Activity:
Would you set down the data that follows, word for word, without any pictures?

--------------------

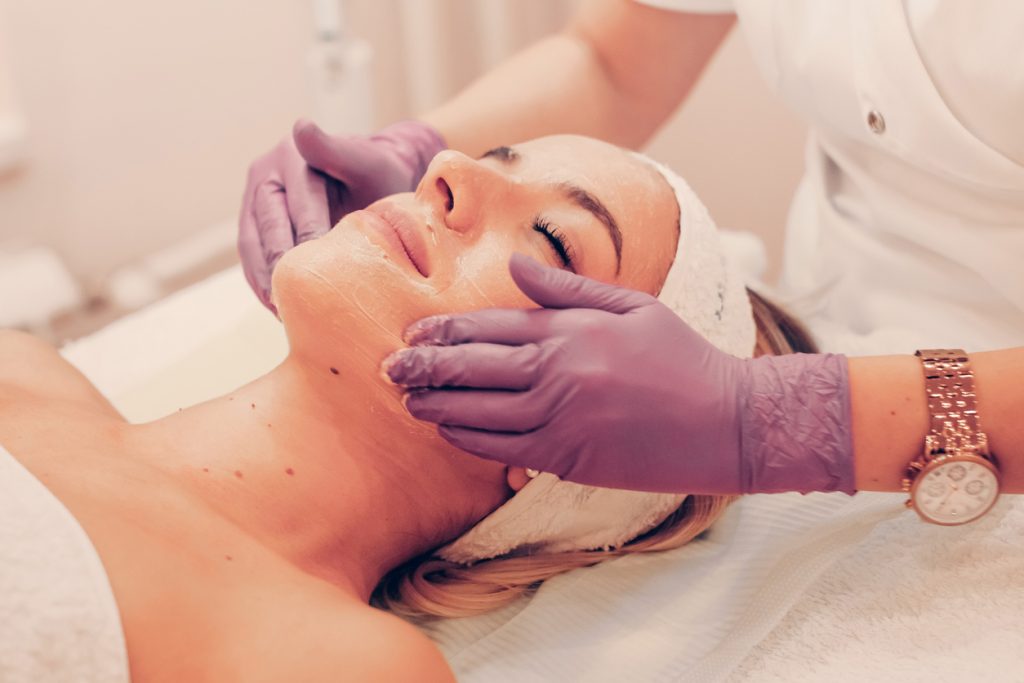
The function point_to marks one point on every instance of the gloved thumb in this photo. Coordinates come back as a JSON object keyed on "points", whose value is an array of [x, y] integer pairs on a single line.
{"points": [[340, 158], [553, 288]]}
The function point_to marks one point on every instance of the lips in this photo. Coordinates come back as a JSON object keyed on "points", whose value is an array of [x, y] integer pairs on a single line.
{"points": [[401, 231]]}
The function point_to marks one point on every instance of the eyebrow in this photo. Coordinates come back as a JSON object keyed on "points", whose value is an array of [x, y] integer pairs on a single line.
{"points": [[578, 196]]}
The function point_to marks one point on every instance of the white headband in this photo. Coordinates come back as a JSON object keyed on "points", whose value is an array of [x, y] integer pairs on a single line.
{"points": [[554, 516]]}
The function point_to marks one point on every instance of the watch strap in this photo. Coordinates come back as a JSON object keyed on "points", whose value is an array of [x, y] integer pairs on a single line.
{"points": [[952, 403]]}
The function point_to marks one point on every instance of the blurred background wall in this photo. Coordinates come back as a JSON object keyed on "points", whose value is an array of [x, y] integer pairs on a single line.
{"points": [[126, 127]]}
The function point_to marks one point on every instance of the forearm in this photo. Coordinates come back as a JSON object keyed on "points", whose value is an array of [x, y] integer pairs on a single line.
{"points": [[890, 415], [615, 73]]}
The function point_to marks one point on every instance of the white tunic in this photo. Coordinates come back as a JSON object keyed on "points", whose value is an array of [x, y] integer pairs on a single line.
{"points": [[907, 228]]}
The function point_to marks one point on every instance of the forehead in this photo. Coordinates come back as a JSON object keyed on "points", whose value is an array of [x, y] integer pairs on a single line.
{"points": [[634, 193]]}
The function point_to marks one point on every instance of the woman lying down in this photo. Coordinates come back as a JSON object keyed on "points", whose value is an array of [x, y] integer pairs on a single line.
{"points": [[246, 539]]}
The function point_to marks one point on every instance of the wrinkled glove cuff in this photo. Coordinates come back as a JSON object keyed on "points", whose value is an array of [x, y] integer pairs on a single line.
{"points": [[796, 425], [416, 142]]}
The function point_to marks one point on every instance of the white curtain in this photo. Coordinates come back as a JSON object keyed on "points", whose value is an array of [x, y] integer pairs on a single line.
{"points": [[426, 50]]}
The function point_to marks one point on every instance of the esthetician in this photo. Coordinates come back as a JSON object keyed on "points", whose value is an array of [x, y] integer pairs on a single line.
{"points": [[906, 231]]}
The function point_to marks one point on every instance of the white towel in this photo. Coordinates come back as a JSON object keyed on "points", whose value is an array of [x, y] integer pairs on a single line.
{"points": [[694, 613], [58, 621]]}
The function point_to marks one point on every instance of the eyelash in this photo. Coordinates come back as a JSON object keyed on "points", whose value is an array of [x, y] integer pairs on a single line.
{"points": [[558, 242]]}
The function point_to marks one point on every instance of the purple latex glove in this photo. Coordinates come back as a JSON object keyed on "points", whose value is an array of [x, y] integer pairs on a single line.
{"points": [[606, 386], [299, 189]]}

--------------------

Written reply:
The function point_to marks one point on every instance of the gloved thumb in this photo. Coordinates come back as a JSON object keyed on "points", whose value is an array of [x, y] integer pairs on a single line.
{"points": [[340, 158], [553, 288]]}
The function point_to marks one point on every instance of the lips in this photo. Coordinates come back as a JSON object keyed on "points", whose value is an array of [x, y] integer pairs on a single line.
{"points": [[401, 231]]}
The function point_to marks one point on every instance of the eyebrow in this photo. Coordinates come back as a JSON object keyed on "points", whose value is an array of [x, y] integer pairs on a single line.
{"points": [[578, 196]]}
The function point_to marks one point on every instance of the white headband in this photo. Coordinates come back as a JSON object keyed on "points", whose value is an array of [x, y] integer pairs on a single line.
{"points": [[554, 516]]}
The function point_to marks one point on every instance of the watch strap in this photo. Coordinates come back as a JSON object keyed on "points", whose value is an array of [x, y] integer pairs on a single line.
{"points": [[952, 403]]}
The function point_to marks one point on every instance of the blurred background wall in this photo. Coordinates come back as a JSON object keyed on "points", whose value is an array of [x, y] integer pairs on a single line.
{"points": [[126, 127]]}
The function point_to marks one point on every instance of the forearm in this photo. Coordinates come back as a JSON object keyed on "points", whose value is an array of [x, y] integer pairs on a single line.
{"points": [[890, 415], [615, 73]]}
The function point_to marks one point on every instance of the white tunic in this photo. Coordinates come back as a JSON object keyed on "points", whose value is an array of [x, y] integer pairs on a single line.
{"points": [[907, 228]]}
The function point_to marks one point on every instance of the forehead in this photo. Coordinates come back as a JSON object keyed on "points", whose value is an array of [x, y] integer pairs on a single line.
{"points": [[634, 193]]}
The function point_to marks one point on every instance of the woman lying down in this photo. Coordinates come back as a JSON object keyed on "points", whose value is an array of [x, y] integer pairs on a single line.
{"points": [[246, 539]]}
The function point_to marks one point on every instance of the wrinkled glove cuff in this photo. Coordinates come back as a JSON object keyed on "points", whose value is an array of [x, y] integer pairs on a single line.
{"points": [[796, 425], [416, 142]]}
The function point_to marks one point on every instance of the white curtain in this photo. Coordinates come back as a JSON object keyed on "points", whose value is an array of [x, y] integer pairs on a single line.
{"points": [[426, 50]]}
The function point_to marks one point on every instance of the esthetician in this photo. Coordinates come back as a JSON object keyed on "points", whose value is an array of [x, y] integer pairs on a single line.
{"points": [[906, 231]]}
The function point_to marks one point on every instance of the white towel in this photo. Coordinates come back as a JSON object keyed on "points", whose value is an array of [x, y] integer pairs on a single line.
{"points": [[694, 613], [58, 621]]}
The function point_to marks one point on every instance of the eyelash in this photo. Coordinates come back as a JSON object keyed on "points", whose value is an array of [x, y] integer pairs on a single line.
{"points": [[558, 242]]}
The function point_to marks one point on every instance of the purple latex glove in this photo. Coordinates come back as a JSON object keyed on "points", whose value is an array of [x, y] integer pairs on a single line.
{"points": [[606, 386], [299, 189]]}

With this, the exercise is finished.